Page excerpt →
◇ ◇ ◇ ◇
By Gary Mitchell
Karen Shayotovich left a lasting impression on everyone she met, according to family and friends.
Karen Sue Shayotovich, 59, died June 21 at her home in Clovis after a valiant struggle against cancer. A two-time cancer survivor, the last battle took its toll.
“She had a long, hard fight, but none of those battles slowed her down,” said her husband, Dan Shayotovich. “The doctors called her ‘the Amazing Woman.’ Before her surgery, she drove our race car (at Ned Houk Motorsports Complex). She had so much fun. She was something. I will miss her so much. The world just looks different to me now. We had seven wonderful years together. I’m a better man because of Karen Sue.”
One of the characteristics Shayotovich continually displayed was her willingness to help, said her sister, Eloise Edwards, Zia Chapter manager of the American Red Cross.
“She was always helping people,” Edwards said. “During our Quality of Life program in which we were gathering up stuff to send to the troops overseas, she was over there with her oxygen tank collecting and organizing everything into boxes. She had everything so organized that the Armed Forces Emergency Services sent her a certificate of appreciation for her work. She received that certificate three days before she passed away.”
“If you needed something, you could always count on her,” Edwards said.
Dan Shayotovich agreed. “When I first met her, she just amazed me. She was always willing to help anyone. She just liked to do things for people.”
A purchasing supervisor of supplies for Bank of America-US Operations, Karen Shayotovich was born on May 21, 1944, in Tucumcari to Ola and Paul Yates.
She was an avid participant at the motorsports complex, building cars with her husband and she racing them.
In a letter written to his mother and read at her funeral service, Marty Green posed several rhetorical questions:
“How do you find the words to describe a woman in which there are no words to describe? How do you find the words to describe a woman who was selfless to the end? Who, while not thinking of herself, always thought of others first.
◇ ◇ ◇ ◇
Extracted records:
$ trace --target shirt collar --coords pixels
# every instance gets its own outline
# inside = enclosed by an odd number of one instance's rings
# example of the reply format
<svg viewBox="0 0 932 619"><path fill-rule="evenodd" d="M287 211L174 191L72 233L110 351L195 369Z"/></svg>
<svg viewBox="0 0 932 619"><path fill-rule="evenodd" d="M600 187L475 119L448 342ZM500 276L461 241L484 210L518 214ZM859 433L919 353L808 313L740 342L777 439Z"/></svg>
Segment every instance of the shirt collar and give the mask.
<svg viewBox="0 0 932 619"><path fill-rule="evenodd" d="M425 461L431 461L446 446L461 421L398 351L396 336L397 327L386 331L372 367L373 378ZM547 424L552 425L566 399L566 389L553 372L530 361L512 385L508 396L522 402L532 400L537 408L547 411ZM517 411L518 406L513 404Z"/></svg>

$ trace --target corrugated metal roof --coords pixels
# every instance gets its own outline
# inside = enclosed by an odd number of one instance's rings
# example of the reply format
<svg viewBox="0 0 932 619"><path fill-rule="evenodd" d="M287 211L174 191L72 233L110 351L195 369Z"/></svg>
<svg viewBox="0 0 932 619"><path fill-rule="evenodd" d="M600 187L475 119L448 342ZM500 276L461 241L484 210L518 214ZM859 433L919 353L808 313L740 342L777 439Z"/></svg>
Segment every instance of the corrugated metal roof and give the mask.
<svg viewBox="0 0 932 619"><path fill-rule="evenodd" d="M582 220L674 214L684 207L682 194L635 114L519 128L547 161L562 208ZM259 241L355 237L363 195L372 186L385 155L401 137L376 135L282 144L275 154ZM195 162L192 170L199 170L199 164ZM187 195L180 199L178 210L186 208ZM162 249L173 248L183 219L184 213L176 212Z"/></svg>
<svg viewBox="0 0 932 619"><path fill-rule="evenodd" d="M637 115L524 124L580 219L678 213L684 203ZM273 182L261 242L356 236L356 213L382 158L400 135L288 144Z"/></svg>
◇ ◇ ◇ ◇
What you need to do →
[A] Using the obituary, decide whether each statement agrees with it. Answer yes or no for each, and quote the words from the obituary that decide it.
(i) Karen Shayotovich died at her home in Clovis.
(ii) Karen Shayotovich was born in Tucumcari.
(iii) Karen and Dan Shayotovich spent ten years together.
[B] In the obituary, rewrite the paragraph beginning "“She was always helping people,” Edwards said" as a short list that keeps its main facts.
[C] According to the obituary, what did the doctors call Karen Shayotovich?
Draw only on the obituary to respond, not on the listing.

Results of the tasks →
[A]
(i) Yes: "died June 21 at her home in Clovis"
(ii) Yes: "born on May 21, 1944, in Tucumcari to Ola and Paul Yates"
(iii) No: "We had seven wonderful years together."

[B]
- She was always helping people.
- During the Quality of Life program, which gathered items to send to troops overseas, she collected items and organized them into boxes while using her oxygen tank.
- Because of how organized her work was, the Armed Forces Emergency Services sent her a certificate of appreciation.
- She received the certificate three days before she died.

[C] They called her "the Amazing Woman."